Assignment -> Copy the whole listing below exactly, with nothing left out.

# # # # #

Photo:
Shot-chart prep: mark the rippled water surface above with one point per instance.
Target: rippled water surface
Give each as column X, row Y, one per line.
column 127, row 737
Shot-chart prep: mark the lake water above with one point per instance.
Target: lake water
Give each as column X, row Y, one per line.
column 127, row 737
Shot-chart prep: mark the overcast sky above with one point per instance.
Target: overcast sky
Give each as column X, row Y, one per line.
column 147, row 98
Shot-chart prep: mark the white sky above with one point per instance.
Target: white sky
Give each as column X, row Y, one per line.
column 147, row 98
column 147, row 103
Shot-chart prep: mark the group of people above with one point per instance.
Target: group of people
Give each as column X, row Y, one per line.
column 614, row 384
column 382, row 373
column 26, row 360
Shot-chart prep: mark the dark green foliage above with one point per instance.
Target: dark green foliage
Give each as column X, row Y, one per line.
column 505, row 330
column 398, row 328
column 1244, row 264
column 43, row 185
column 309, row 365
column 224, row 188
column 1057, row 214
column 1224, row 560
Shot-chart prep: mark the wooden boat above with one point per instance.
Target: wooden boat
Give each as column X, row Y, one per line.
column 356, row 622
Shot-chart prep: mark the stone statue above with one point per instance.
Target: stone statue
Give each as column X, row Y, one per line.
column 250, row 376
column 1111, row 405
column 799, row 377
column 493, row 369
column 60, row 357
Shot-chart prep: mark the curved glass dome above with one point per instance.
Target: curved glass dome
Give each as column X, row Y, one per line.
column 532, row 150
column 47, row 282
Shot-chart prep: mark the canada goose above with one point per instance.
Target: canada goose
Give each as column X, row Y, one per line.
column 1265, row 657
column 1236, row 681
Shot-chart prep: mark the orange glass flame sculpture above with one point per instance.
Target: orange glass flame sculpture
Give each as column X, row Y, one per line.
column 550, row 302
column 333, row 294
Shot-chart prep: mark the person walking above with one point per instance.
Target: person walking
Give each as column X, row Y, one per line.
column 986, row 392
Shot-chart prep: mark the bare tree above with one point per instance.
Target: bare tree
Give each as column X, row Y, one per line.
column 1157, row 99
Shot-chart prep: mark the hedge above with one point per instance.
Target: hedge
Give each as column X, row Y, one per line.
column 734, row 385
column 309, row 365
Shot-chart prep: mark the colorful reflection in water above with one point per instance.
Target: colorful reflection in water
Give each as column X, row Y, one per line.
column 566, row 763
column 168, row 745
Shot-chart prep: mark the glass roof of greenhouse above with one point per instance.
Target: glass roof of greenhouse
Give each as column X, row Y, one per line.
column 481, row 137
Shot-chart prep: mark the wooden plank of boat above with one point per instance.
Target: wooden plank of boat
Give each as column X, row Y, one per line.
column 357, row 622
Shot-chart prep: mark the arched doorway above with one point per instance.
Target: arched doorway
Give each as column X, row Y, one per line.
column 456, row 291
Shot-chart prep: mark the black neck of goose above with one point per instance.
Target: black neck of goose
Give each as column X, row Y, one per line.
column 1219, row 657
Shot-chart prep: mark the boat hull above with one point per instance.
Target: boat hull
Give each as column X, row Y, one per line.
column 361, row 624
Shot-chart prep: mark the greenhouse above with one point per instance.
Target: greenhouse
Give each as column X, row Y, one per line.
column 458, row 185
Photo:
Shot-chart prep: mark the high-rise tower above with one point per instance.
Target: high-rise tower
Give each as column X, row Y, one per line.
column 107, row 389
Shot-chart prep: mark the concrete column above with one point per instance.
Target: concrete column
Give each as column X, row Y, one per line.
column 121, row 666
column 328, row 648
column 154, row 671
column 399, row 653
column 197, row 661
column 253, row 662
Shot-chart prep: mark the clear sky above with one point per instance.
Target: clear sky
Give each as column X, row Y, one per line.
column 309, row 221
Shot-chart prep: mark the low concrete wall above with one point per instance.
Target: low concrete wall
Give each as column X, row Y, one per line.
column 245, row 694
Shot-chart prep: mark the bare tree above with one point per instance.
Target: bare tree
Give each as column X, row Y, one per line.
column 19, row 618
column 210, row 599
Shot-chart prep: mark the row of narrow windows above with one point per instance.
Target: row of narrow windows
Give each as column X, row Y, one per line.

# # # # #

Task response ->
Photo:
Shot-chart prep: mark the rippled water surface above with one point per instance.
Target: rippled water surface
Give each as column X, row Y, one per line.
column 127, row 737
Shot-chart prep: mark the lake water above with one point per instance.
Target: lake water
Give each as column X, row Y, one per line.
column 127, row 737
Shot-chart prep: mark the overcast sky above with one point per instance.
Target: overcast sky
Give each as column X, row Y, one per line.
column 147, row 98
Shot-chart prep: mark the white sky above with one point per instance.
Target: white sky
Give each as column X, row Y, one per line.
column 147, row 98
column 147, row 103
Shot-chart prep: mark the group of people above with one point per instance.
Target: group of people
Give each as column X, row Y, one per line.
column 614, row 384
column 382, row 373
column 26, row 360
Shot-chart prep: mark the dark green foliage above with one point per instance.
Target: dark green foliage
Give each as column X, row Y, one per line.
column 505, row 330
column 398, row 328
column 1244, row 264
column 43, row 185
column 309, row 365
column 224, row 188
column 1057, row 214
column 1224, row 560
Shot-chart prep: mark the wooden boat above with one point per instance.
Target: wooden boat
Give each as column X, row Y, one per line.
column 356, row 622
Shot-chart prep: mark the stone statue above with one point per instance.
Target: stone statue
Give each as column X, row Y, one per line.
column 250, row 376
column 1111, row 405
column 799, row 377
column 493, row 369
column 60, row 357
Shot-chart prep: mark the curved glass dome above with one point per instance.
Target: curved glass dome
Give each as column X, row Y, one per line.
column 532, row 150
column 47, row 282
Shot-chart prep: mark the canada goose above with one point per instance.
Target: canada goose
Give each as column X, row Y, one per line.
column 1265, row 657
column 1236, row 681
Shot-chart prep: mark the orange glass flame sculpture above with one point per instance.
Target: orange glass flame sculpture
Give each as column X, row Y, one per line.
column 550, row 302
column 333, row 294
Shot-chart prep: mark the person walking above with one point per instance.
Target: person walking
Give each as column X, row Y, one per line.
column 986, row 392
Shot-chart prep: mark the bare tree above with one point per instance.
Target: bare tree
Give each as column X, row Y, one per line.
column 1157, row 99
Shot-chart prep: mark the hedge above with one point per instance.
Target: hedge
Give each as column X, row Y, one per line.
column 734, row 385
column 309, row 365
Shot-chart prep: mark the colorful reflection in water above with one point per instance.
Target: colorful reflection in water
Give each as column X, row Y, one per line.
column 566, row 763
column 168, row 745
Shot-chart prep: mark the glass roof of greenhouse above with one point per instance.
Target: glass roof of greenhouse
Give each as column X, row Y, one per line.
column 481, row 137
Shot-chart prep: mark the wooden plank of boat above with one point per instance.
Target: wooden plank of boat
Give each as column X, row Y, one per line.
column 357, row 622
Shot-chart prep: mark the arched doorway above with one point per instance.
Target: arched doorway
Give each as column X, row Y, one per line.
column 456, row 291
Shot-chart prep: mark the black neck of goose above with one point per instance.
Target: black neck of goose
Give each as column X, row Y, one per line.
column 1219, row 657
Shot-chart prep: mark the boat hull above with one point per instance.
Target: boat hull
Give each as column X, row Y, one per line.
column 361, row 624
Shot-chart prep: mark the greenhouse above with one point per instance.
Target: greenhouse
Give each as column X, row Y, one per line.
column 458, row 185
Photo:
Shot-chart prep: mark the high-rise tower above with one point per instance.
Target: high-rise tower
Give each as column X, row Y, one per line.
column 107, row 389
Shot-chart prep: mark the concrete column above with one point per instance.
Target: concrete column
Give each as column X, row Y, one per line.
column 121, row 666
column 328, row 648
column 154, row 671
column 399, row 653
column 197, row 661
column 253, row 662
Shot-chart prep: mark the clear sky above with one point per instance.
Target: clear sky
Give each as column X, row Y, one per line.
column 309, row 221
Shot-chart prep: mark the low concrete wall above with one point per instance.
Target: low concrete wall
Give each as column X, row Y, one per line.
column 245, row 694
Shot-chart prep: mark the bare tree above with one point per instance.
Target: bare tree
Give each as column X, row Y, one per line.
column 19, row 618
column 210, row 599
Shot-chart prep: mark the row of narrow windows above with one point per instance.
Target: row of narrow windows
Give each as column X, row Y, one per line.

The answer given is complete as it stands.